In the JAX/Flax implementation provided above, you’ll notice that we utilized the @nn.compact decorator to consolidate the initialization and forward pass within the __call__ method for both the MLP and Block classes. However, we opted to separate the initialization process using the setup method and the forward pass using the __call__ method in the GPT class. One notable distinction between PyTorch and Flax lies in the specification of weight tying, which involves sharing weights between the embedding layer and the output layer (language model head). This practice is beneficial as both matrices often capture similar semantic properties. In PyTorch, weight tying is accomplished using self.transformer.wte.weight = self.lm_head.weight, while Flax achieves this using the self.wte.attend method. Additionally, in JAX, it’s necessary to explicitly specify a random number generator key when introducing randomness, a step that’s unnecessary in PyTorch.

The optimizer#

Optimizers play a crucial role in training deep learning models by defining update rules and strategies for adjusting model parameters. They can also integrate regularization techniques like weight decay to prevent overfitting and enhance generalization.

Some popular optimizers include

  • Stochastic Gradient Descent (SGD) with Momentum: This optimizer introduces a momentum term to accelerate parameter updates in the direction of recent gradients.

※ ※ ※

* [PROBLEM STATEMENT]:
Reproduce the part of the Flax and optimizers passage that opens with the words "Optimizers play a" and closes with "of recent gradients.".

Point-per-instance localization data:

※ ※ ※

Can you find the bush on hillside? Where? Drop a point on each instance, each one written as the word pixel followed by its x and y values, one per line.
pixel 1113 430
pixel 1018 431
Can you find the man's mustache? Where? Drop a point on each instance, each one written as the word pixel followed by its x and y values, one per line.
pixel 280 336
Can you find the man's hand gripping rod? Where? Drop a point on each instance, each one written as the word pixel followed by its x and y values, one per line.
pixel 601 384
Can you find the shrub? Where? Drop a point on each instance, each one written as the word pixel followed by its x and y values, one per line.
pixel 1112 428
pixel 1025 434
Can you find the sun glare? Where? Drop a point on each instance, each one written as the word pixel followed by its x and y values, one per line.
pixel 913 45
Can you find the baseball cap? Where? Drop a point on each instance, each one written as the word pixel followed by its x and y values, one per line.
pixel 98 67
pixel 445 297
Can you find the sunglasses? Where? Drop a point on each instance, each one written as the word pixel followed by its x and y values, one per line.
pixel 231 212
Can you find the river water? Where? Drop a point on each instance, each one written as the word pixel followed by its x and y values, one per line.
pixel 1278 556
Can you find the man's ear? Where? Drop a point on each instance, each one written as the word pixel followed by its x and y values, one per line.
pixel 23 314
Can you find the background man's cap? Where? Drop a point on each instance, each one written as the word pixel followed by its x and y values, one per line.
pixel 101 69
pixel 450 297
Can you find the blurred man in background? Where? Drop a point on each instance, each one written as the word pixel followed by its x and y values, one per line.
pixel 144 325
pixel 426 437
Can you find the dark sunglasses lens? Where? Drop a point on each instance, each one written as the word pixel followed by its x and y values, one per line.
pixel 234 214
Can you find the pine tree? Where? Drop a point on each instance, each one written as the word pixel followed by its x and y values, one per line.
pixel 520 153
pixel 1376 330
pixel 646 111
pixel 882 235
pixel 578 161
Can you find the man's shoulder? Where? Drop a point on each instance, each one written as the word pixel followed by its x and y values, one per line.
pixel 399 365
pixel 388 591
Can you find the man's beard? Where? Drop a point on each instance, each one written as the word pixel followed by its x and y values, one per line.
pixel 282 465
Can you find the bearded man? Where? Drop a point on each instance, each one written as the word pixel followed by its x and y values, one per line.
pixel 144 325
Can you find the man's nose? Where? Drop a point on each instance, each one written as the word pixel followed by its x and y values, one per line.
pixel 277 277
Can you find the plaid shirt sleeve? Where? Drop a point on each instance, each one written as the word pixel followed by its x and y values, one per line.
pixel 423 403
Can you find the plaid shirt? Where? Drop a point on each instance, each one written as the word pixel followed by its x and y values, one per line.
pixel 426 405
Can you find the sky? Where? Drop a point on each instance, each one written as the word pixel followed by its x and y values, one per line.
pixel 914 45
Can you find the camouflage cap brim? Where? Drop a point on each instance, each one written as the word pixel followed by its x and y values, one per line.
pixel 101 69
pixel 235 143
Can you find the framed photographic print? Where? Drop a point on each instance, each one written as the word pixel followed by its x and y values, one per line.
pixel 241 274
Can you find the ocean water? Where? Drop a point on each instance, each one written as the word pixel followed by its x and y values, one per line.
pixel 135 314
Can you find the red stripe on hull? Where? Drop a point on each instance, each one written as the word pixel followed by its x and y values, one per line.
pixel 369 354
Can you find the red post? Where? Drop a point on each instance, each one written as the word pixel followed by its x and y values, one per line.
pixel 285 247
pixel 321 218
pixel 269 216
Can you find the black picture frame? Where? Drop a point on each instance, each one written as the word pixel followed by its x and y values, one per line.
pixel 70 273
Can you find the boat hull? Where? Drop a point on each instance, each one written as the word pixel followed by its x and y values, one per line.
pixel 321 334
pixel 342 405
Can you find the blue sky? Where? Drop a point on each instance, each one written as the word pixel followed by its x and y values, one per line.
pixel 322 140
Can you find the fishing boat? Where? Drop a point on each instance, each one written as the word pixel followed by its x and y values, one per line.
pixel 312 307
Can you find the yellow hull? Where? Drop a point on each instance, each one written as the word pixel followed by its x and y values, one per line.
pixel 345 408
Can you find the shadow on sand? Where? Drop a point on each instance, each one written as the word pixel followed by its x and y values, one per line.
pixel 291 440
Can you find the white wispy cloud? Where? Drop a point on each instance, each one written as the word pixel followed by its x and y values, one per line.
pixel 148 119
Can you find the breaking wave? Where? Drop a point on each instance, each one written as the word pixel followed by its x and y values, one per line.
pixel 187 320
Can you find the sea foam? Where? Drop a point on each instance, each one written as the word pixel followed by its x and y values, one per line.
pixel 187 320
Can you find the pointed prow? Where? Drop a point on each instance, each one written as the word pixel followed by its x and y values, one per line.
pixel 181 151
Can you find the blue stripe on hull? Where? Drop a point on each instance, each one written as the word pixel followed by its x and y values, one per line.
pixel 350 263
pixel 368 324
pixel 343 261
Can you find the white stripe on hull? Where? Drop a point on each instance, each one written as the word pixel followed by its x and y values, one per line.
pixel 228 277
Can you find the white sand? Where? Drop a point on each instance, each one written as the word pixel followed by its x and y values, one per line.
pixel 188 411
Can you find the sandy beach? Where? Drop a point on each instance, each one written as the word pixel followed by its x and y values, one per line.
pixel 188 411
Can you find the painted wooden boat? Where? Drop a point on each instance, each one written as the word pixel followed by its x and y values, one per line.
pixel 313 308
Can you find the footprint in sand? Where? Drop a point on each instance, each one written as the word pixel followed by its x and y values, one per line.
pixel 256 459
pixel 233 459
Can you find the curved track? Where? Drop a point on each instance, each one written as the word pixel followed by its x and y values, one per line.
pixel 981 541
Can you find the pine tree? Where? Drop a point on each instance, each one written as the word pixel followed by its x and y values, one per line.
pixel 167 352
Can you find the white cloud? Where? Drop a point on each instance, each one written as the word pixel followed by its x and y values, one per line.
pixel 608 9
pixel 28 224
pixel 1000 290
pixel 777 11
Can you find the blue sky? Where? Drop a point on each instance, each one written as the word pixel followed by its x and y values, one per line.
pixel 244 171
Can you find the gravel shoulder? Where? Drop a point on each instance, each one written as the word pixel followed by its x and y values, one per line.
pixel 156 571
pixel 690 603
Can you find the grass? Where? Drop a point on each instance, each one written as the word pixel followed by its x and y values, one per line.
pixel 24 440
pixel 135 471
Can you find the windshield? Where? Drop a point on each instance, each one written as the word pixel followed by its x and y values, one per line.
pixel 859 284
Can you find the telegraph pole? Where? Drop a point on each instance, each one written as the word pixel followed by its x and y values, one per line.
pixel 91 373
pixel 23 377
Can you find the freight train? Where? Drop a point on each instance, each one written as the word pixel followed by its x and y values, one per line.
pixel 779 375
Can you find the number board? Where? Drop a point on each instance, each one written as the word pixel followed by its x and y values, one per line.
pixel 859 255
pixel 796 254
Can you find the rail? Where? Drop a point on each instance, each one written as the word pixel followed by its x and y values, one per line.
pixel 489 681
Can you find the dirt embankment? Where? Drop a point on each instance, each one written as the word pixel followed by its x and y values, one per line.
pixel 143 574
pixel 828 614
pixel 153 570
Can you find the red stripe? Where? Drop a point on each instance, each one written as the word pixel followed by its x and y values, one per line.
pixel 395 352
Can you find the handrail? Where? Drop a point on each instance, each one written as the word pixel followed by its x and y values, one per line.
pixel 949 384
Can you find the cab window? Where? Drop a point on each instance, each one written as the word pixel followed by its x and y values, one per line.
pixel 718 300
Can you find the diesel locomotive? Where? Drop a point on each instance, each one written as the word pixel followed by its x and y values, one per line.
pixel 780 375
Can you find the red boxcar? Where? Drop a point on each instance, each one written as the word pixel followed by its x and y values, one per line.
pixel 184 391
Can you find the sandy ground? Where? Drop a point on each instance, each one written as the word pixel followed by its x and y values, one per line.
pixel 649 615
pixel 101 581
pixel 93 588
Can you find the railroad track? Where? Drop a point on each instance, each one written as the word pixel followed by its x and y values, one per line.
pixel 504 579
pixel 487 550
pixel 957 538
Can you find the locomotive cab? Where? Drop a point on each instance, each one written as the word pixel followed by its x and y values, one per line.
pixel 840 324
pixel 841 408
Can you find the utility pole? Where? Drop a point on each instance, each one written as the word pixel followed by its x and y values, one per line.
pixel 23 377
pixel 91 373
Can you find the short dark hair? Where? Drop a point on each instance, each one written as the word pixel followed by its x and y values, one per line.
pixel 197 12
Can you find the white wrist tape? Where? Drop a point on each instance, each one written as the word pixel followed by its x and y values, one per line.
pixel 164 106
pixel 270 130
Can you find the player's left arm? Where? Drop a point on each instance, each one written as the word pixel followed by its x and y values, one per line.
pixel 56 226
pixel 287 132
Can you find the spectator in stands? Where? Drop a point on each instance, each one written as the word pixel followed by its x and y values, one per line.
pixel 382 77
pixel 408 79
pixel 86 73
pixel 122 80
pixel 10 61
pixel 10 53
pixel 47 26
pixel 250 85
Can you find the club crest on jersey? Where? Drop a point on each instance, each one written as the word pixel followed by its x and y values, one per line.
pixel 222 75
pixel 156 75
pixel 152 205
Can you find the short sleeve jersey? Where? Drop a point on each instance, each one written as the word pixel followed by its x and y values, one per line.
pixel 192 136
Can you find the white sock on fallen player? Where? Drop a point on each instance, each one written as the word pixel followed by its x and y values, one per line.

※ ※ ※

* [RESPONSE AREA]:
Optimizers play a crucial role in training deep learning models by defining update rules and strategies for adjusting model parameters. They can also integrate regularization techniques like weight decay to prevent overfitting and enhance generalization.

Some popular optimizers include

  • Stochastic Gradient Descent (SGD) with Momentum: This optimizer introduces a momentum term to accelerate parameter updates in the direction of recent gradients.